■ **THE TASK**
Convert the data from the line containing "Can you find the wet" through the line containing "<point>265,197</point>" into a two-column CSV with the columns text and answer, one row per text. Put each field in quotes and replace line breaks with spaces.

(Excerpts of pointing data)

★ ★ ★

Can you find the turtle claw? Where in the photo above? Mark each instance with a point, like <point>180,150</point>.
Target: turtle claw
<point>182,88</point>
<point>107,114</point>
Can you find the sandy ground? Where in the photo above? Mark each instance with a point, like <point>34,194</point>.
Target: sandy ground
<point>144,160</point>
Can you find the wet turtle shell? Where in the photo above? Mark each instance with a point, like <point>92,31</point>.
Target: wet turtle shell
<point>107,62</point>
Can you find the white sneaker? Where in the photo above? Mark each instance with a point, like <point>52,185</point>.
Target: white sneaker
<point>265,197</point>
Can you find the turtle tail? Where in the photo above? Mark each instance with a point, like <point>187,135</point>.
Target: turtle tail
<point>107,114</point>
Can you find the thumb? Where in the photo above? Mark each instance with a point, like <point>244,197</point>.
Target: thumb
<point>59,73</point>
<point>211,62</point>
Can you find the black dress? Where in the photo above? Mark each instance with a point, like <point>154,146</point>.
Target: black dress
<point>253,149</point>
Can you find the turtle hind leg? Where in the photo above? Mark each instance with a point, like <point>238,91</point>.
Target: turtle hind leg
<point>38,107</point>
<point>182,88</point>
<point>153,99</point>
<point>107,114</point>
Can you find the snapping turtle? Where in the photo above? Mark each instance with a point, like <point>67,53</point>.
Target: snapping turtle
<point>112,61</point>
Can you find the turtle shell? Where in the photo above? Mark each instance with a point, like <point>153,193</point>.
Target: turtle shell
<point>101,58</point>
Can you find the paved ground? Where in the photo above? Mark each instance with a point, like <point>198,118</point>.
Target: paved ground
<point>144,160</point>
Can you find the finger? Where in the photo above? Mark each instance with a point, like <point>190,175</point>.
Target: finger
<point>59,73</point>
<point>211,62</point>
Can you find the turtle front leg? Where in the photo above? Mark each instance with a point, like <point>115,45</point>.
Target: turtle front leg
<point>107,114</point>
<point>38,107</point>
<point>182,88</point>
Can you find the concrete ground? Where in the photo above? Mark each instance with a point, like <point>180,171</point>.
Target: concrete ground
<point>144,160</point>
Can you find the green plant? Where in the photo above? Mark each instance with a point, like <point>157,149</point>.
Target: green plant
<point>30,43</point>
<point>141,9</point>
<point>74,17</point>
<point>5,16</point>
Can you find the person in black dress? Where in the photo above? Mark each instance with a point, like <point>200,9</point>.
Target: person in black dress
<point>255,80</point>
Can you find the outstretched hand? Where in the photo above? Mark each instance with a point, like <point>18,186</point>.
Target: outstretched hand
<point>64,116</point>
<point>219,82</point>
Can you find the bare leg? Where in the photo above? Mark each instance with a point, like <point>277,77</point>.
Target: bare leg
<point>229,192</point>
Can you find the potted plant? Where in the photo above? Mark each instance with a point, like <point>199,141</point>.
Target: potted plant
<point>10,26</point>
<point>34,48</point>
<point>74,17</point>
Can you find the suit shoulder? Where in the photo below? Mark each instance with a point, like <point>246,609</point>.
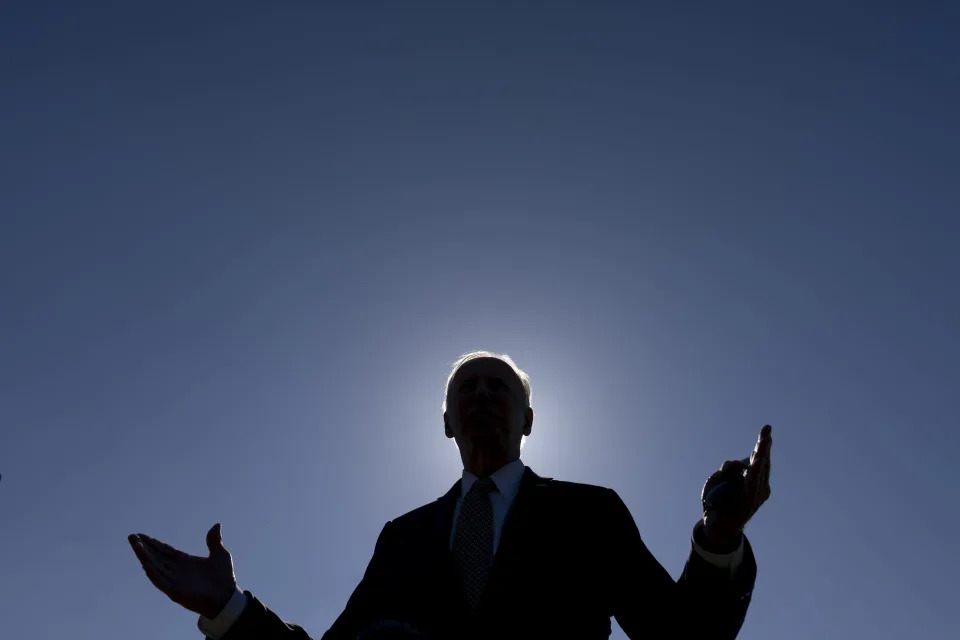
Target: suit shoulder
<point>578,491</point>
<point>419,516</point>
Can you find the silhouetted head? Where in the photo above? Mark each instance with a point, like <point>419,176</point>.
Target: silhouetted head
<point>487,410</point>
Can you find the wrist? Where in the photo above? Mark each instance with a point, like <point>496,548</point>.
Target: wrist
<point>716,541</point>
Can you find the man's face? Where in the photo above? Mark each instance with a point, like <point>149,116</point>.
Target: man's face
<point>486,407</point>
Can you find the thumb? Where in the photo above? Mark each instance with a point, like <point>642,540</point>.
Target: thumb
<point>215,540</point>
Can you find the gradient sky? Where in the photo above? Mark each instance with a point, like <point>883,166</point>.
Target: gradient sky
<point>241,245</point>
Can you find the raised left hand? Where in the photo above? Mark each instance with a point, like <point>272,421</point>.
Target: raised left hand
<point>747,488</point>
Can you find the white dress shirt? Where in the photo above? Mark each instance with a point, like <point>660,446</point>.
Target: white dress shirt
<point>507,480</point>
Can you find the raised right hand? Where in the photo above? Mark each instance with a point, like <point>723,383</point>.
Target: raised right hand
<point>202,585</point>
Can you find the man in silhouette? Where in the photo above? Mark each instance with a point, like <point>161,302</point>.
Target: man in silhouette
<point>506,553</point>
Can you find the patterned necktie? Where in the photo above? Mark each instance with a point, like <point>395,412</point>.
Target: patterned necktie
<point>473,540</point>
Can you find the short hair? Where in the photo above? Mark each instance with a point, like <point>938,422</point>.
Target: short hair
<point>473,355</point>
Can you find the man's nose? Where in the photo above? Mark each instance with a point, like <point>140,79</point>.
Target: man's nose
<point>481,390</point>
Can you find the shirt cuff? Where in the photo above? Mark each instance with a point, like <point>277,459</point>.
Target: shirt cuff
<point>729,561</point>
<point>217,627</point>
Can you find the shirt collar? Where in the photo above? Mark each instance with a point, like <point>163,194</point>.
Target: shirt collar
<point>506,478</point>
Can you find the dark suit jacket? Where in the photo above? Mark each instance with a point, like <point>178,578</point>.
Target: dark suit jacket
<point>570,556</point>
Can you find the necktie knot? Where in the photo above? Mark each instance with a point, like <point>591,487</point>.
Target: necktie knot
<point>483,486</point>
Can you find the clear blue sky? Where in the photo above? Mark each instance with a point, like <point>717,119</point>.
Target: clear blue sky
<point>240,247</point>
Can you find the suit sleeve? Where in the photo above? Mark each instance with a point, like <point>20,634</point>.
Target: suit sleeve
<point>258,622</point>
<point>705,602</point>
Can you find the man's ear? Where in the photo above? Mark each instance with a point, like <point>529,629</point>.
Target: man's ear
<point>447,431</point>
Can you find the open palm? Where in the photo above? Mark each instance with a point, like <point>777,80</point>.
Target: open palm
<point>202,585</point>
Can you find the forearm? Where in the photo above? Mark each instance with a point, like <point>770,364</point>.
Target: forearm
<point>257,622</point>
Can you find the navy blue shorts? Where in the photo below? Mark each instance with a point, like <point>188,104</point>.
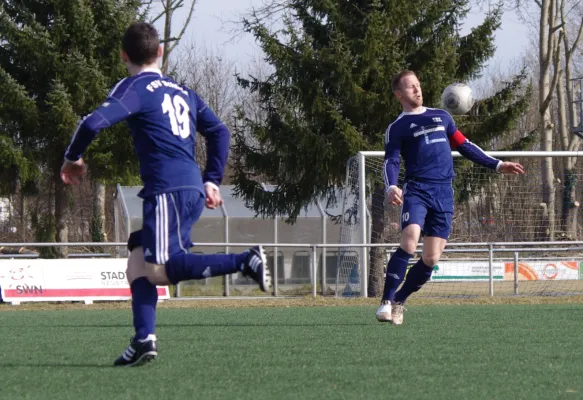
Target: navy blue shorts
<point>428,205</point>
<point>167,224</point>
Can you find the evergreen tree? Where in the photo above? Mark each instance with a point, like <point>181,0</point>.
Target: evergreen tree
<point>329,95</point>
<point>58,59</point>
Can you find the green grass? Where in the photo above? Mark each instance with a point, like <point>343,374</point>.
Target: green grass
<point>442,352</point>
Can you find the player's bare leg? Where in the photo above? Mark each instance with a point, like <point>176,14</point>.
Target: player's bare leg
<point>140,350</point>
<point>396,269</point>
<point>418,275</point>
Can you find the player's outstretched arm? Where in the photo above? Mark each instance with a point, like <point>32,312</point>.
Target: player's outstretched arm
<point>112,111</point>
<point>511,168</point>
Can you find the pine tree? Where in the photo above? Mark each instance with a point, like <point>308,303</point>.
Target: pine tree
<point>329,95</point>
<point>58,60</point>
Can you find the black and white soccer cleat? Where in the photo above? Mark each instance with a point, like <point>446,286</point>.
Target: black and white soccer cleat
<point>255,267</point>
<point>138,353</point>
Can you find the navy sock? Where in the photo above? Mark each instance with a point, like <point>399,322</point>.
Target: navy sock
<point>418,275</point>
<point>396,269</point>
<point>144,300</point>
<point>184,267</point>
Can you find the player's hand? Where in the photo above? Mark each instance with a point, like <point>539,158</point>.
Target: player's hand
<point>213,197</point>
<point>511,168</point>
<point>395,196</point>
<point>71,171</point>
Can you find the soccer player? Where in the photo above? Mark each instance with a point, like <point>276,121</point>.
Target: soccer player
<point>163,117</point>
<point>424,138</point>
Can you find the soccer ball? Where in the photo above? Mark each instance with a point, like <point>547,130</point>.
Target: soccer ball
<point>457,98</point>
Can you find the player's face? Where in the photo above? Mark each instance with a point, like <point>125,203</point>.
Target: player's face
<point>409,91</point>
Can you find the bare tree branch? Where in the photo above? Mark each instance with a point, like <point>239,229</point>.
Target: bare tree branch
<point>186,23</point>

★ ★ ★

■ **COMPLETE ANSWER**
text,answer
"Can you find the wet turtle shell? Where in the photo above? Mark each instance with a point, like <point>92,31</point>. Target: wet turtle shell","<point>107,62</point>"
"Can you find the white sneaker? Where in the photo above? Mark each instance with a point, like <point>52,185</point>. Target: white sneaker","<point>265,197</point>"